(Outline labeling records)
- - -

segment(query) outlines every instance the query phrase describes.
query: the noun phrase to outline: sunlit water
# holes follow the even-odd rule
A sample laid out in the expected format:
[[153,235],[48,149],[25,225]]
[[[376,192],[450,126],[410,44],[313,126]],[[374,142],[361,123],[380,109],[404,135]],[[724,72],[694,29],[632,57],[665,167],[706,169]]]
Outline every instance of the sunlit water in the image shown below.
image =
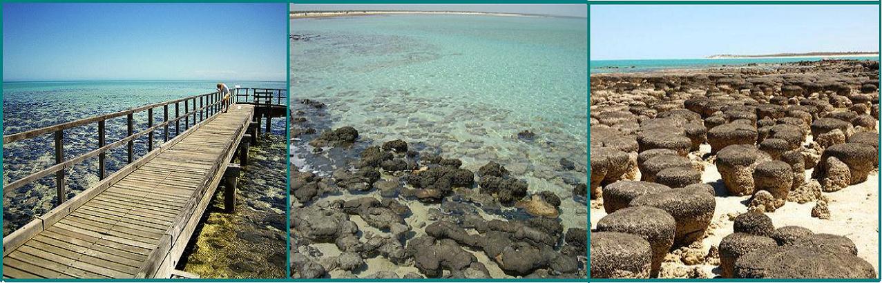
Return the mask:
[[[292,19],[292,34],[312,37],[291,41],[293,111],[303,109],[300,100],[317,100],[328,105],[310,122],[319,131],[354,126],[363,142],[401,138],[471,170],[497,161],[530,191],[560,196],[565,227],[585,227],[584,200],[572,192],[587,179],[587,24],[462,15]],[[535,139],[519,139],[525,130]],[[306,142],[294,141],[292,163],[329,175]],[[562,168],[561,159],[577,169]]]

- - -

Work to complete
Arrange the listing as a Markdown table with the columns "No." and "Line": one row per line, numbered in order, skipping blank lines. Leave the pictures out of the answer.

Full output
| No. | Line |
|---|---|
| 1 | segment(query) outlines every instance the query phrase describes. |
| 2 | query: the noun phrase to outline: sunlit water |
| 3 | # holes follow the even-odd rule |
| 4 | A sample laid out in the expected format: |
| 5 | [[153,235],[48,149],[25,225]] |
| 6 | [[[376,192],[450,126],[410,44],[313,126]],[[374,142],[361,123],[380,109],[404,135]],[[724,72],[694,29],[632,57],[665,167],[706,169]]] |
| 7 | Outline every instance of the sunlit water in the image shown below. |
| 8 | image = |
| 9 | Return the mask: |
| 10 | [[[292,19],[292,34],[312,37],[291,41],[293,111],[303,109],[300,100],[317,100],[328,105],[310,122],[319,131],[354,126],[363,142],[401,138],[471,170],[497,161],[530,191],[560,196],[565,227],[585,227],[584,200],[572,192],[587,179],[587,24],[462,15]],[[535,139],[519,139],[525,130]],[[306,142],[294,141],[292,163],[329,175]],[[562,168],[561,159],[577,169]]] |